[What is expected] Please render all of the material below as a JSON list of strings, one string per line, leaving out any blank lines.

———

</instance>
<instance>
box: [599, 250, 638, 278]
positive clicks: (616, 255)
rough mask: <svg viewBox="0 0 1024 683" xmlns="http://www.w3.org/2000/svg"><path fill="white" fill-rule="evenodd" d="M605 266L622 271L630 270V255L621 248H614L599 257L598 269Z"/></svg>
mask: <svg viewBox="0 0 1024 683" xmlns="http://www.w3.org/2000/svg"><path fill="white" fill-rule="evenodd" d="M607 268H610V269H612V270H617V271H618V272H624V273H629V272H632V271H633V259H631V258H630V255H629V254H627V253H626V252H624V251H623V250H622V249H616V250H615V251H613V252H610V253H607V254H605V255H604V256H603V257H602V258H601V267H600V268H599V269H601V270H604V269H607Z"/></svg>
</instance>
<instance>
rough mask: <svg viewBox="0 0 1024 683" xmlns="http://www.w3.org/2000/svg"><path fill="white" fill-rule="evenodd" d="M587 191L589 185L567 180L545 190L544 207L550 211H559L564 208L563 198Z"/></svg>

———

[Answer section]
[
  "</instance>",
  "<instance>",
  "box: [599, 250, 638, 278]",
  "positive clicks: (616, 255)",
  "rough mask: <svg viewBox=\"0 0 1024 683\" xmlns=\"http://www.w3.org/2000/svg\"><path fill=\"white\" fill-rule=\"evenodd\" d=\"M605 266L622 271L630 270V255L621 248H614L599 257L598 269Z\"/></svg>",
  "mask: <svg viewBox=\"0 0 1024 683\" xmlns=\"http://www.w3.org/2000/svg\"><path fill=\"white\" fill-rule=\"evenodd\" d=\"M607 268H610V269H612V270H617V271H618V272H624V273H629V272H632V271H633V259H631V258H630V255H629V254H627V253H626V252H624V251H623V250H622V249H616V250H615V251H613V252H610V253H607V254H605V255H604V256H603V257H602V258H601V267H600V268H599V269H601V270H604V269H607Z\"/></svg>",
  "</instance>",
  "<instance>",
  "rough mask: <svg viewBox=\"0 0 1024 683\" xmlns=\"http://www.w3.org/2000/svg\"><path fill=\"white\" fill-rule=\"evenodd\" d=\"M587 191L589 185L567 180L545 190L544 207L550 211H559L564 208L563 198Z\"/></svg>"
]